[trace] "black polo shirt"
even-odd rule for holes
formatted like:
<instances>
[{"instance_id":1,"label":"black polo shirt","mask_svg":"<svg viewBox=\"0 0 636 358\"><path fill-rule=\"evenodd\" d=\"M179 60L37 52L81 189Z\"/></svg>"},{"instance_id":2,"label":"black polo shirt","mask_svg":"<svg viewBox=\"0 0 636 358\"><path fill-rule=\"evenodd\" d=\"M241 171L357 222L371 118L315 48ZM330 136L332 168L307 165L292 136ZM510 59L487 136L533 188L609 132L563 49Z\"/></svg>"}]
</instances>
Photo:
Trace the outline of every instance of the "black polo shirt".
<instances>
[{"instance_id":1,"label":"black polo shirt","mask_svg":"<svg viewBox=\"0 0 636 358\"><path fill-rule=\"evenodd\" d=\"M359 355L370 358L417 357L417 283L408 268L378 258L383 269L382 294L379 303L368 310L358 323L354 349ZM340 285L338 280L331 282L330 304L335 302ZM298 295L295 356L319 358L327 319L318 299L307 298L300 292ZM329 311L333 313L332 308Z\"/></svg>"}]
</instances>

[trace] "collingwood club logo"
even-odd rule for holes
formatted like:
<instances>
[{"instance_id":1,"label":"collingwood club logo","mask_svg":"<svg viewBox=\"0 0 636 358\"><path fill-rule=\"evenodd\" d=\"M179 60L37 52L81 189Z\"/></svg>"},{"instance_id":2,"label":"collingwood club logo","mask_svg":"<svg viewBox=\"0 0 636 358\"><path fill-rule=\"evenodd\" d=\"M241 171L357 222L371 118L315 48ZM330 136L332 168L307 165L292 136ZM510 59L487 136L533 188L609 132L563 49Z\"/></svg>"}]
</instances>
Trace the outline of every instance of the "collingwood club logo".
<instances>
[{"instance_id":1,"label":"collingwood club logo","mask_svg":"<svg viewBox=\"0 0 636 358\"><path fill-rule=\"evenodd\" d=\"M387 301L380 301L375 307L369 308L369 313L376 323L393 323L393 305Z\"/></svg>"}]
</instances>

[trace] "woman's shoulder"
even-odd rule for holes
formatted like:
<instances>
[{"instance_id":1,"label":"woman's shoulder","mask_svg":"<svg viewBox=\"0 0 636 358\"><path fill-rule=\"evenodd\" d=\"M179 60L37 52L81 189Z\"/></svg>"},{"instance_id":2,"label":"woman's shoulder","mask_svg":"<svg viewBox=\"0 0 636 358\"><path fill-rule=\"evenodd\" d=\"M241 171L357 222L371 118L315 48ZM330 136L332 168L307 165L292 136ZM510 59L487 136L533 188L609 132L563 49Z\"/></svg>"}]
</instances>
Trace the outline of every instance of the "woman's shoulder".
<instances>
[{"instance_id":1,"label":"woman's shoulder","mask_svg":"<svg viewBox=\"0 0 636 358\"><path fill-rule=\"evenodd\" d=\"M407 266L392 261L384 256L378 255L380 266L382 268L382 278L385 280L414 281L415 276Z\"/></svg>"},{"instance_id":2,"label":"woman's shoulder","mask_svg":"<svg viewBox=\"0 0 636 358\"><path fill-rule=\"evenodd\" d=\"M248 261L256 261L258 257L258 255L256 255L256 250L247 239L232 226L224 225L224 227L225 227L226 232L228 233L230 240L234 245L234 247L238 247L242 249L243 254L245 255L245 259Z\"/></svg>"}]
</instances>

▶ _GOAL_
Copy all of the data exactly.

▶ _FINAL ANSWER_
[trace] "black polo shirt"
even-odd rule for holes
formatted like:
<instances>
[{"instance_id":1,"label":"black polo shirt","mask_svg":"<svg viewBox=\"0 0 636 358\"><path fill-rule=\"evenodd\" d=\"M179 60L37 52L81 189Z\"/></svg>"},{"instance_id":2,"label":"black polo shirt","mask_svg":"<svg viewBox=\"0 0 636 358\"><path fill-rule=\"evenodd\" d=\"M241 171L357 222L371 118L315 48ZM330 136L332 168L307 165L292 136ZM510 59L487 136L533 188L609 132L563 49Z\"/></svg>"}]
</instances>
Photo:
Trace the outline of every instance of the "black polo shirt".
<instances>
[{"instance_id":1,"label":"black polo shirt","mask_svg":"<svg viewBox=\"0 0 636 358\"><path fill-rule=\"evenodd\" d=\"M359 355L370 358L417 357L417 283L408 268L378 258L383 269L382 294L379 303L368 310L358 323L354 349ZM340 285L338 280L331 282L330 304L335 302ZM298 295L295 356L319 358L327 319L318 299L307 298L300 292ZM329 311L333 313L332 308Z\"/></svg>"}]
</instances>

[trace] "collingwood club logo"
even-odd rule for holes
formatted like:
<instances>
[{"instance_id":1,"label":"collingwood club logo","mask_svg":"<svg viewBox=\"0 0 636 358\"><path fill-rule=\"evenodd\" d=\"M179 60L37 52L81 189Z\"/></svg>"},{"instance_id":2,"label":"collingwood club logo","mask_svg":"<svg viewBox=\"0 0 636 358\"><path fill-rule=\"evenodd\" d=\"M241 171L357 222L371 118L315 48ZM330 136L332 168L307 165L292 136ZM510 59L487 136L533 188L609 132L563 49Z\"/></svg>"}]
</instances>
Trace the outline of every instance of the "collingwood club logo".
<instances>
[{"instance_id":1,"label":"collingwood club logo","mask_svg":"<svg viewBox=\"0 0 636 358\"><path fill-rule=\"evenodd\" d=\"M387 301L380 301L375 307L369 308L369 313L376 323L393 323L393 305Z\"/></svg>"}]
</instances>

[trace] "woman's shoulder"
even-odd rule for holes
formatted like:
<instances>
[{"instance_id":1,"label":"woman's shoulder","mask_svg":"<svg viewBox=\"0 0 636 358\"><path fill-rule=\"evenodd\" d=\"M179 60L37 52L81 189Z\"/></svg>"},{"instance_id":2,"label":"woman's shoulder","mask_svg":"<svg viewBox=\"0 0 636 358\"><path fill-rule=\"evenodd\" d=\"M241 171L357 222L371 118L315 48ZM330 136L332 168L307 165L292 136ZM510 59L487 136L533 188L609 132L563 49Z\"/></svg>"}]
</instances>
Trace the outline of every instance of the "woman's shoulder".
<instances>
[{"instance_id":1,"label":"woman's shoulder","mask_svg":"<svg viewBox=\"0 0 636 358\"><path fill-rule=\"evenodd\" d=\"M407 266L392 261L384 256L378 255L380 266L382 268L382 278L385 280L414 281L415 276Z\"/></svg>"},{"instance_id":2,"label":"woman's shoulder","mask_svg":"<svg viewBox=\"0 0 636 358\"><path fill-rule=\"evenodd\" d=\"M248 261L256 261L258 257L258 255L256 255L256 250L247 239L232 226L224 225L224 227L225 227L226 232L228 233L230 240L234 245L234 247L238 247L242 249L243 254L245 255L245 259Z\"/></svg>"}]
</instances>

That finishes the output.